WORK ITEM → Scan the entries and copy each line where the word "rock" is present.

[Photo-based referring expression data]
=-=-=-=-=
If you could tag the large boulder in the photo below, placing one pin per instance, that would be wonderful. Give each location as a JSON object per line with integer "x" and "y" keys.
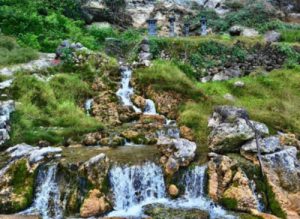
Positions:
{"x": 229, "y": 137}
{"x": 178, "y": 152}
{"x": 229, "y": 185}
{"x": 94, "y": 205}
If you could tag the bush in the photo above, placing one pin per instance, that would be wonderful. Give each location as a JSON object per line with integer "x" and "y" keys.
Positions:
{"x": 168, "y": 77}
{"x": 11, "y": 53}
{"x": 50, "y": 111}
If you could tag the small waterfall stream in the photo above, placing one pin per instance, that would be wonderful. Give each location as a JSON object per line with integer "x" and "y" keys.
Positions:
{"x": 126, "y": 91}
{"x": 136, "y": 186}
{"x": 47, "y": 197}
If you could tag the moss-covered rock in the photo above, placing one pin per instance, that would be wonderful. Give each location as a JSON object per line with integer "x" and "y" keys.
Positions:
{"x": 159, "y": 211}
{"x": 17, "y": 187}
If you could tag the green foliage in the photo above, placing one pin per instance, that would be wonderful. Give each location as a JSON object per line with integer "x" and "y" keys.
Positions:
{"x": 50, "y": 111}
{"x": 12, "y": 53}
{"x": 42, "y": 24}
{"x": 273, "y": 203}
{"x": 290, "y": 36}
{"x": 166, "y": 76}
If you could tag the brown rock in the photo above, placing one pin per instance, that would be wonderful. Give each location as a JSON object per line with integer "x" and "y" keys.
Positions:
=-=-=-=-=
ANSWER TO THIS EXERCISE →
If you could tag the moss-covered rock in the photo above, placing one pin per instance, that would be wonderful. Give each location as a JSON object per line with integer "x" and "y" keys.
If you could tag the brown rock in the photo above, placing one pin per instance, that would be wonderful. Give each location as a JSON object per line with integer "x" and "y" keys.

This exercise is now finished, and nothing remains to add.